● **WHAT YOU ARE ASKED TO DO**: Reproduce the following lines verbatim.

──────── PROVIDED RECORDS

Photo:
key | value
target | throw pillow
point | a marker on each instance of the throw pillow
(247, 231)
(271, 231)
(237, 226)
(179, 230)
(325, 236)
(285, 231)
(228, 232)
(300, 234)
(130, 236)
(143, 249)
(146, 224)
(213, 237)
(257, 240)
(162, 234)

────────────────

● **SOLUTION FOR THIS PROBLEM**:
Photo:
key | value
target | throw pillow
point | a marker on each instance of the throw pillow
(247, 231)
(271, 231)
(237, 226)
(179, 230)
(325, 236)
(285, 231)
(228, 232)
(300, 234)
(130, 236)
(143, 249)
(146, 224)
(213, 237)
(257, 240)
(162, 234)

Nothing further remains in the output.